**书面要求 1**
正文部分在 lab5 的说明里提到，即使对自己的代码没信心也一定要提交。请根据正文给出的原因，用一到三句话说明为什么要这样做。

**正文部分**

++++++

2025春深度学习平时实验标准答案¶

lab2¶

实现一元线性回归模型

用随机梯度下降法（SGD）和最小二乘法（LSE）优化一元线性回归模型

• 不能修改项目内部给定的代码，不能import其他工具包，只能在“to do”下面书写代码

• 提交之后，测试集上的损失值应该降到一个正确的范围内

• 可多次提交

标准答案

lab3¶

1.熟悉pytorch的自动求导流程

2.实现softmax线性分类模型

• 完成softmax函数并利用梯度下降法优化softmax线性分类模型

• 不能修改项目内部给定的代码，不能import其他工具包，只能在“to do”下面书写代码

def softmax(X):
    '''
    X is the input 
    Please compute its softmax outputs
    '''
    # ===============
    # todo: 不调用torch的softmax，手写softmax函数，并返回
    # ===============

    def manual_backward(self, X, y, y_hat):
        '''
        X is the input feature;
        y is the ground truth label;
        y_hat is the predicted label.
        Please update self.linear.weight and self.linear.bias
        '''

        with torch.no_grad():
            # ==============
            #  todo: 将automatic_update设为False，不调用torch的自动更新，手动完成梯度下降法优化'''

            # ===============

lab5¶

• 你需要做的：根据提示，补全CNN代码

• 利用设定好的输入完成卷积函数(准确的说互相关函数)和汇聚层的前向传播

• 不能修改给定的对象属性，不能调用其他工具包，只能在“to do”下面书写代码

• 提交之后，测试集上的准确率应该降到一个正确的范围内并且cnn_hard_version.py文件是可执行的

• 可多次提交。即使对自己的代码没有自信也一定要提交，我们会酌情给过程分

• 禁用pytorch自带函数convXd, einsum和as_strided.

• TO DO：完成《Convolutional Neural Network》项目。补全cnn_hard_version.py文件使exercise_cnn.py文件中的train_with_CNN_hard()可以顺利执行。

• 如果你有额外时间：尝试不同的CNN模型

• 读懂exercise_cnn.py文件中的代码，熟悉图像识别任务的代码流程，可通过display_cifar看到数据集的图像

• 理解通过pytorch版本实现的CNN模型(cnn_easy_version.py中的CNN实现代码)，并尝试修改CNN的参数(如:kernel size, out channel, stride, zero padding size等)或者框架(如:修改卷积块的个数，激活函数等)看看其对模型训练的影响

标准答案

class Conv2D(nn.Module):
    def __init__(self, out_channels, in_channels, kernel_size):
        super(Conv2D, self).__init__()
        self.weight = np.random.randn(out_channels, in_channels, kernel_size[0], kernel_size[1])
        self.bias = np.random.randn(out_channels)

    def forward_np(self, X):
        '''
        X --> (B, I, H, W) where B = batch size, I = in_channel, H = height of feature map, W = width of feature map
        你需要利用以上初始化的参数weight和bias实现一个卷积层的前向传播
        Y should have size (B, O, H-h+1, W-w+1)

++++++

**条目列表**
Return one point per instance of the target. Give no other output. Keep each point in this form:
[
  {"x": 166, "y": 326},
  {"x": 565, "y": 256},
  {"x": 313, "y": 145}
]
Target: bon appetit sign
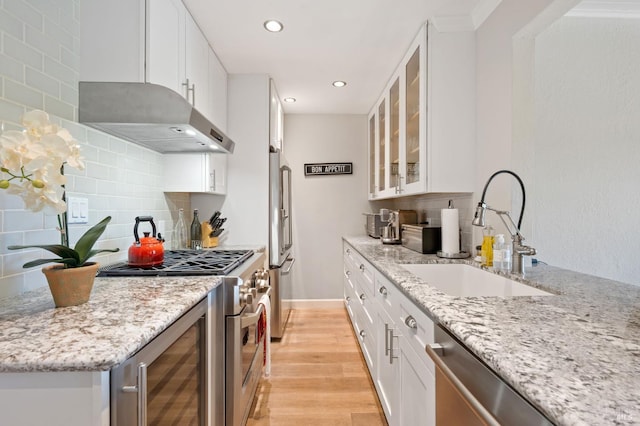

++++++

**书面要求 2**
把上面的全部数据行原样重抄一遍，答案中不要包含图片。

**任务答案 1**
因为老师会酌情给过程分。所以即使对自己的代码没有信心，也一定要提交。

**任务答案 2**
Return one point per instance of the target. Give no other output. Keep each point in this form:
[
  {"x": 166, "y": 326},
  {"x": 565, "y": 256},
  {"x": 313, "y": 145}
]
Target: bon appetit sign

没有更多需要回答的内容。